:: Study material ::
#####

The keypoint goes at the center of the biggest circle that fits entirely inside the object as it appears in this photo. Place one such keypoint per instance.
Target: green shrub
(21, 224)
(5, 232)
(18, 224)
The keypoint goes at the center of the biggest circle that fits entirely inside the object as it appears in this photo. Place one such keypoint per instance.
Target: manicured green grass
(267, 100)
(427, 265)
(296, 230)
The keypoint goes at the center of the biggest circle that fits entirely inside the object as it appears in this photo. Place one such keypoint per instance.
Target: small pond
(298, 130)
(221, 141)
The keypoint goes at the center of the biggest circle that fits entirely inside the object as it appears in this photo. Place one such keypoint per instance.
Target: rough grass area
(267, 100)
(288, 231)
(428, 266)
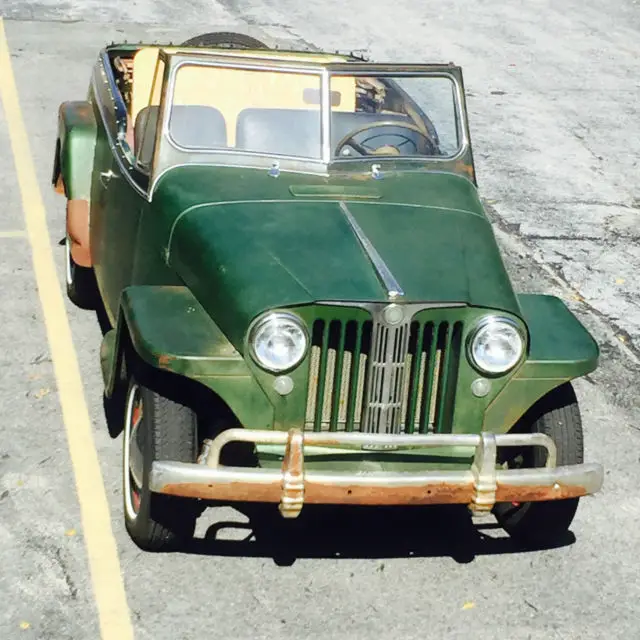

#####

:: Exercise goal ::
Exact duplicates of all the entries are required, and no image may appear in them.

:: Written solution ::
The keypoint goes at the center of the biggest circle that fits entirely inside the object as it appears in this photo. Place one such keypoint per instance.
Target: green shrub
(21, 224)
(5, 232)
(18, 224)
The keypoint goes at the center of the biggest circle that fits entirely inside the object as it appears in this photo. Place one such keypoint per instance.
Target: manicured green grass
(267, 100)
(427, 265)
(296, 230)
The keypoint goes at the center of the biggest circle that fits entirely inside the object as it appears in this photo. Place one such keypoint per instance.
Target: small pond
(298, 130)
(221, 141)
The keypoint goes at the center of the biggest circle that fits entirely inside the object as it appears in this photo. Place one such keypoint per instance.
Target: rough grass area
(267, 100)
(288, 231)
(428, 266)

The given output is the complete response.